> СПИСОК ЗАДАНИЙ
1 > Выберите из записей все строки, в которых встречается слово «long».
2 > Напишите продолжение текста о развитии Дальнего Востока, начиная сразу после его последнего предложения.

> ЦИТИРУЕМЫЙ ФРАГМЕНТ
———

Импульсы для начала поворота были, и очень серьезные, связанные с обеспечением безопасности страны. Тут я могу вспомнить известное высказывание Владимира Владимировича, которое он сделал в Благовещенске ещё летом 2000 года. Он тогда сказал, что если мы не предпримем экстренных мер по развитию Дальнего Востока, население Дальнего Востока начнёт говорить на японском, китайском и корейском языках. Озаботились. Начались какие-то движения. Потом последовало заседание Совета безопасности в декабре 2006 года, когда ситуация на Дальнем Востоке была названа чуть ли не катастрофической: убыль населения, экономическое отставание от соседей и всё прочее. Начали резко какие-то действия предпринимать. Но к чему все свелось? К строительству нефтепровода до Козьмино, космодрома «Восточный», подготовке к форуму АТЭС во Владивостоке. Владивостоку, безусловно, повезло, но для реального поворота этого явно недостаточно.
— ТОРы (территории опережающего развития)?
— ТОРы появились уже потом, после 2014 года. Казна не бездонная, а надо поднимать Крым, правильно? После 2014 года в Крым вкладывали в несколько раз денег больше, чем в весь Дальний Восток.
— Но вы всё-таки говорите опять про европоцентричную ориентацию.
— Не совсем так. Я исхожу из того, что Россия большая страна. И все деньги вкладывать в одну территорию — Дальний Восток — стратегически неправильно и невозможно. Была решена важная стратегическая и идеологическая задача: убедить самих себя и показать всему миру, что Дальний Восток — это российская территория, что Россия — это тихоокеанская держава. Саммит АТЭС провели. Миру показали, себя убедили. А тут еще, как не раз бывало в истории, новое обострение обстановки на западных рубежах. Так что стало не до поворота.
— И успокоились?
— Президент не успокоился. Задача развития Дальнего Востока остается, только уже куда более скромными средствами. Правда, при этом так и не дан ответ на главный, принципиальный вопрос: зачем, для кого и как его развивать?
Развитие Дальнего Востока — это российская проблема, не китайская. Китайцы знают, для чего им нужен российский Дальний Восток. Им необходимы: мирная граница — раз, сырьевые ресурсы Дальнего Востока — два, транспортная артерия — три. Прежде всего, юга Дальнего Востока.
— Прекрасные условия для развития, для кооперации, у нас всё есть.
— Согласен. Но слово «кооперация» подразумевает не обмен сырья на готовую продукцию, а принципиально иной уровень экономических отношений. Кооперация — это не только иной уровень организации и управления производством, но и китайские капиталы, китайский бизнес, китайская рабочая сила. И вновь в подсознании чиновника и обывателя вновь шевелится фантом «китайской угрозы».

———

> ИСХОДНЫЕ ЗАПИСИ
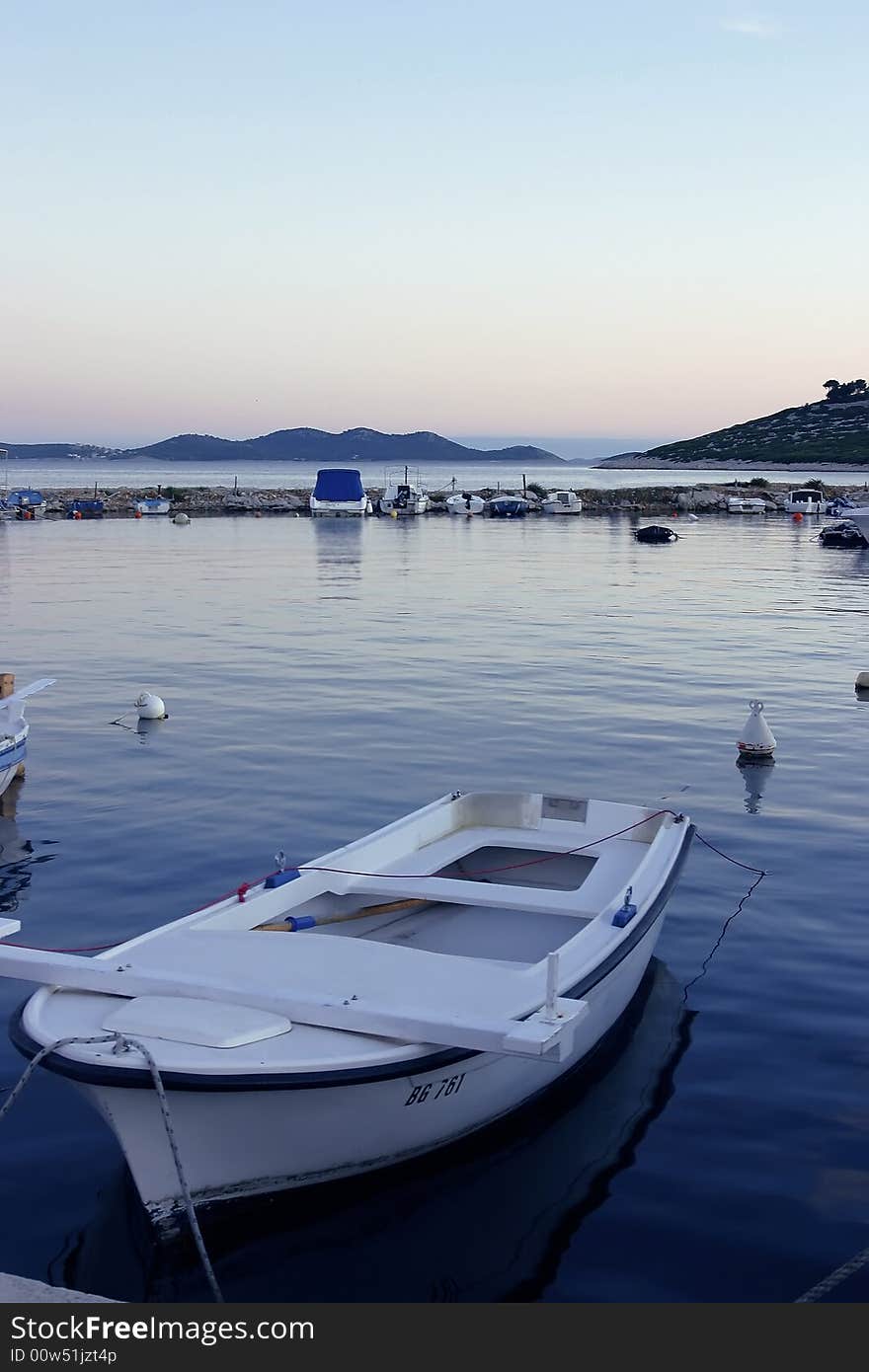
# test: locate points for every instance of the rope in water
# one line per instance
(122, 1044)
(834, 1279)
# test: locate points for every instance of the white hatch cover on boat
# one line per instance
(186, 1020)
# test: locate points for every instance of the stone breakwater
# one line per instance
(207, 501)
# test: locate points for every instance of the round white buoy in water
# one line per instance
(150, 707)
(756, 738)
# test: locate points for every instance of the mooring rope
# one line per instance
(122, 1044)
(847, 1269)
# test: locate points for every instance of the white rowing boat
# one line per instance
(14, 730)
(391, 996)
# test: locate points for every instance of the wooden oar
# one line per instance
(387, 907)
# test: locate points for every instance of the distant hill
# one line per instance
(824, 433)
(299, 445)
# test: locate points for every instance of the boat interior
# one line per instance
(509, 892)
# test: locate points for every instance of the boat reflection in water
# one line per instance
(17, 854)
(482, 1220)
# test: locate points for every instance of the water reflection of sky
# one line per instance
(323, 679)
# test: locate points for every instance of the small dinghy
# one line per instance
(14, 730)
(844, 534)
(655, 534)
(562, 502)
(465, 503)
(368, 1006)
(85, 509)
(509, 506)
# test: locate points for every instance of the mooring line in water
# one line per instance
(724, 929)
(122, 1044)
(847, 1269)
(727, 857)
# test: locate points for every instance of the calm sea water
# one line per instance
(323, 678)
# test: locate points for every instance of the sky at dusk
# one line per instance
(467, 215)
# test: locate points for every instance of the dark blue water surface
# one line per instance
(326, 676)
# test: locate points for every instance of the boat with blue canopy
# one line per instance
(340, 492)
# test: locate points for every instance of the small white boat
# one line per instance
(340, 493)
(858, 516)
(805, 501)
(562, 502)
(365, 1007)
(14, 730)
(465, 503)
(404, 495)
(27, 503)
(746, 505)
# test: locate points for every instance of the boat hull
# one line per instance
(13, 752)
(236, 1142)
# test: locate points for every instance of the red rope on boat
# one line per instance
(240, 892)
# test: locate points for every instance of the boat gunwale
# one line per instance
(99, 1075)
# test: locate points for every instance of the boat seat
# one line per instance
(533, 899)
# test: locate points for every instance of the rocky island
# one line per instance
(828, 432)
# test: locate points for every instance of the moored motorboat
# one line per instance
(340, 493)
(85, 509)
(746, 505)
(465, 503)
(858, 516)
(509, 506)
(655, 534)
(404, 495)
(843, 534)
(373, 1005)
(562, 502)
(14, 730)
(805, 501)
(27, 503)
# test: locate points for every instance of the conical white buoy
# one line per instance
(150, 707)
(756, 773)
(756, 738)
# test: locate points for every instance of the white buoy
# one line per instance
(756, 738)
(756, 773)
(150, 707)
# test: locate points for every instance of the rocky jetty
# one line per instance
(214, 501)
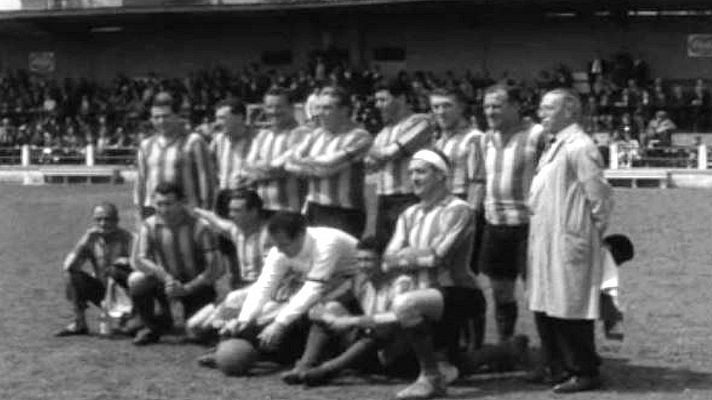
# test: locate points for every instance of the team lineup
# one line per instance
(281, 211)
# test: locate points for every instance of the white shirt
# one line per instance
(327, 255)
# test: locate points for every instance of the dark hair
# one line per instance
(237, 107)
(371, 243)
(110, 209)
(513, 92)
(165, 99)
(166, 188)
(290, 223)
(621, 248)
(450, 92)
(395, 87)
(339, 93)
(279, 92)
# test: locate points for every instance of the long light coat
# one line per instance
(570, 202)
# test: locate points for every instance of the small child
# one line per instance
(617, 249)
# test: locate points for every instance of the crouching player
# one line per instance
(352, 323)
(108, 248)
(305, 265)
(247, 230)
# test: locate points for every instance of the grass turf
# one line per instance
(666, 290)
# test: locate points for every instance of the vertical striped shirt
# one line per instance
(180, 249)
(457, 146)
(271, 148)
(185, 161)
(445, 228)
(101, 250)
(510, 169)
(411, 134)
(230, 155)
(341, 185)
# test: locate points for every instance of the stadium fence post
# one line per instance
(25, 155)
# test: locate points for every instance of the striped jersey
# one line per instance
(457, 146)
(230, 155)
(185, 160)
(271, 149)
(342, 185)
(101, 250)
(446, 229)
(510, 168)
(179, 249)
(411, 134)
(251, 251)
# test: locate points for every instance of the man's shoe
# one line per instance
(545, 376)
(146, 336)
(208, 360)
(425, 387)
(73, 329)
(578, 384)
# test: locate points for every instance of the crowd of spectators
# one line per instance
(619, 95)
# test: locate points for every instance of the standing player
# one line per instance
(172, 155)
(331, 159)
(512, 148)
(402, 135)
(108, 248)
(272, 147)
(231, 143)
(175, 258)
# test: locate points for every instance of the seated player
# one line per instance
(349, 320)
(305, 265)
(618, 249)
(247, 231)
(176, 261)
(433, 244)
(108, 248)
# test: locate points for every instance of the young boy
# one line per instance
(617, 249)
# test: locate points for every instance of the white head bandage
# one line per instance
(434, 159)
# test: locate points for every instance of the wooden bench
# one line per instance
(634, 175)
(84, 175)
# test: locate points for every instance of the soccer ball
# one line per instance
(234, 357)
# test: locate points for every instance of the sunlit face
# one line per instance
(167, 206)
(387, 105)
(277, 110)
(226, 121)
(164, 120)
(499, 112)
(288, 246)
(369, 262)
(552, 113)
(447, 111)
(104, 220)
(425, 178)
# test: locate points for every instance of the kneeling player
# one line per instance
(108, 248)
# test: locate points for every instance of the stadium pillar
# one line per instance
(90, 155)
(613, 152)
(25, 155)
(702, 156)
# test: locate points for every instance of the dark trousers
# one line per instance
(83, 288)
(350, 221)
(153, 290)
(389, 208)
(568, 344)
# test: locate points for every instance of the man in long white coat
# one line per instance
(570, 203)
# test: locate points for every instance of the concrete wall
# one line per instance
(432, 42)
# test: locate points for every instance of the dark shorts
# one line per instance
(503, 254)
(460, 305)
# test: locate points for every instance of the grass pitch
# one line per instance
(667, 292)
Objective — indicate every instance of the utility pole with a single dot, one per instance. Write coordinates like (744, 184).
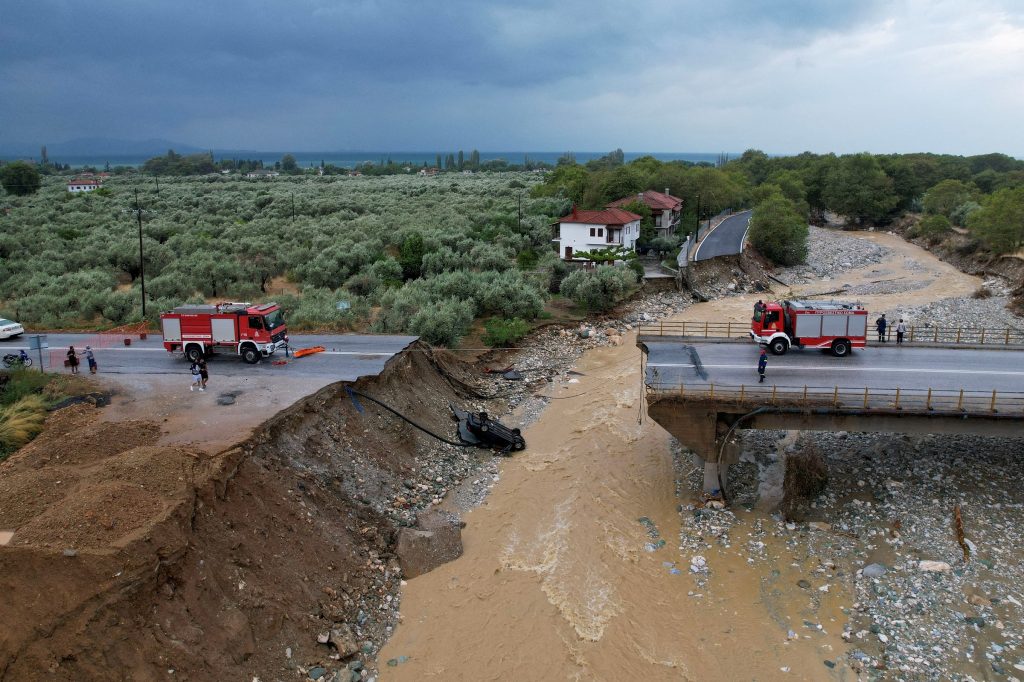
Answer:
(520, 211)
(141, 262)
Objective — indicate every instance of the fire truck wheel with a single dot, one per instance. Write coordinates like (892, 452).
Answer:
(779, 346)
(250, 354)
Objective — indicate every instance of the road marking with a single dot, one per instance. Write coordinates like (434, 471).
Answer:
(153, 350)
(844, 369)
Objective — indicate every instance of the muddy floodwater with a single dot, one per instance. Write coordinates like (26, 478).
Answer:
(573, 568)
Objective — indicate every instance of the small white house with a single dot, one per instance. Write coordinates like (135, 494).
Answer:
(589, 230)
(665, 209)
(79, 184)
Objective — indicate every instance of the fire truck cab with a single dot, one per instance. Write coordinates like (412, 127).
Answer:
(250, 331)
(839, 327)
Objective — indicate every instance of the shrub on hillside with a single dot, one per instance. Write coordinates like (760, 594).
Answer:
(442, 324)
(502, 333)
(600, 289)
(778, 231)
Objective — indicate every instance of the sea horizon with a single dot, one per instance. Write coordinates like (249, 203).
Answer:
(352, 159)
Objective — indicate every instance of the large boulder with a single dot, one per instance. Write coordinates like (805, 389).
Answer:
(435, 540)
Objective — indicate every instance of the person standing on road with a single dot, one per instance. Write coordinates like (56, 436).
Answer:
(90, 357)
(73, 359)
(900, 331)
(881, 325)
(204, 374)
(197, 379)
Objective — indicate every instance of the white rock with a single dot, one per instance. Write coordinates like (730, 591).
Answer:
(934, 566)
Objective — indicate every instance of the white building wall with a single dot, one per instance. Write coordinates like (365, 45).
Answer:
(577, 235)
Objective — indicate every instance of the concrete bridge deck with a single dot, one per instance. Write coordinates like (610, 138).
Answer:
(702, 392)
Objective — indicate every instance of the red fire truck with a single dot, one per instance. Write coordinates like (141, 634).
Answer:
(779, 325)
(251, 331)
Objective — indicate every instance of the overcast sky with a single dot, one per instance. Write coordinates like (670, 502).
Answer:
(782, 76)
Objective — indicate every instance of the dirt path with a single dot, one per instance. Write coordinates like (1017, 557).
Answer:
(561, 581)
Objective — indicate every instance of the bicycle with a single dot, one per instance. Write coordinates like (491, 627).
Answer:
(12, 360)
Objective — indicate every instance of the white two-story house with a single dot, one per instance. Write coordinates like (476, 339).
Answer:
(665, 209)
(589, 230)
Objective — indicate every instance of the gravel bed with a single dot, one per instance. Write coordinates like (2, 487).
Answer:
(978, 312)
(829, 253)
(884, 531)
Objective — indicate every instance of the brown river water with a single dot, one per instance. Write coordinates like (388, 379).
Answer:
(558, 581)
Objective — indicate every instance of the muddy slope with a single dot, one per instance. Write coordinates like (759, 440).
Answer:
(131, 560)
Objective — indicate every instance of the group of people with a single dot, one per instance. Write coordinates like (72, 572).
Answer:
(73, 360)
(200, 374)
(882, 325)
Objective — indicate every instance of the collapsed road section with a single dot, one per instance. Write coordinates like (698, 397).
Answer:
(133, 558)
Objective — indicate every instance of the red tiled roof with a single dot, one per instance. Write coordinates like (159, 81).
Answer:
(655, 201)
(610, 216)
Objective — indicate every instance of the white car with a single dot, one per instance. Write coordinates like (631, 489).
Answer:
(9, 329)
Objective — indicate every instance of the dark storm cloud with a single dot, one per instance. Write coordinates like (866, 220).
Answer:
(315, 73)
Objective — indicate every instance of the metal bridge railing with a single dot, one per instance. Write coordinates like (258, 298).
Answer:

———

> ОТВЕТЫ К УПРАЖНЕНИЮ
1 >
# test: locate points for every instance of the long light coat
# test: locate points for every instance of the man in long white coat

2 >
— Когда мы говорим: «Боимся жёлтой угрозы», — мы боимся 30 лет. Уже пошёл четвёртый десяток. Есть ли угроза?
— Мы боимся её не 30 лет — мы боимся 130 лет.
— Я пока не вижу оснований для боязни.
— И правильно. Вы знаете, тут историю надо знать. Те китайцы, численность которых юге Дальнего Востока начале 20 века доходила до 100 тыс. человек, что это были за китайцы? Что они здесь делали?
У нас здесь «чайна-таунов» и не было никогда (за исключением миллионки). И в 1990-е годы ни одного «чайна-тауна» не возникло. Почему? Потому что китайцы никогда эту территорию не рассматривали как место постоянного проживания. Они сюда приезжали зарабатывать деньги.
Сегодня какая существует тенденция в самом Китае? Китайцы из Северо-Восточного Китая потихоньку стараются перебираться жить на юг страны. Эта территория не комфортна для их проживания, это не их исконная земля, не их родина. Они, в общем-то, предпочитают жить там, где более комфортно.
Мы в своё время проводили опросы вместе с китайцами в начале 2000-х, был такой проект о намерениях китайцев. Очень небольшое количество из них вообще хотело бы остаться здесь жить постоянно. Часть из них оставалась только для того, чтобы потом перебраться потом в Европу.
Поговаривают и о том, что китайцы захватят нашу территорию, чтобы эксплуатировать её ресурсы. Какие ресурсы? Лес? Сейчас ресурсы много дешевле купить, чем захватить территорию и потом её удержать. Элементарно.
Понимаете, есть игра в шашки, и то думать надо, а есть шахматы. Вот игра «в Чапаева», да. Интеллект нашей политической элиты — это как раз для игры «в Чапаева». Шахматистов среди нашей политической элиты я что-то за редким исключением не вижу. Но шахматиста на первый план не выпускают. У нас вообще как раз те, кто играют в Чапаева: шашку наголо, и… Хотя их и «чапаевцами» не назовёшь, потому что Чапаев — шашку наголо и вперёд, в бой, а эти вышли, шашкой помахали, и всё, и спрятали шашку. Так что, это даже не чапаевцы: помахать, поболтать, воздух посотрясать.
— Виктор Лаврентьевич, многие сейчас от нас отвернулись в мире и грозят во главе с Европой. Колониальные страны поддерживают нейтралитет, но мы в стране сильно рассчитываем на Китай. Скажите, эти надежды России на Китай, они оправданы?
— Во-первых, не многие, а некоторые. Те же китайцы первыми составили карту, на которой видно, какую малую часть человечества представляют «отвернувшиеся от России» Европа и англо-саксонский мир.
Во-вторых, не надо надеяться и рассчитывать на Китай. Вспомните русскую пословицу: «На Бога надейся, а сам не плошай». Почему мы все время на кого-то надеемся? В своё время нас убеждали, что нам Запад поможет и решит все наши проблемы. Как он помог и как решил — мы видим сегодня. Явно эти люди Ильфа и Петрова не читали.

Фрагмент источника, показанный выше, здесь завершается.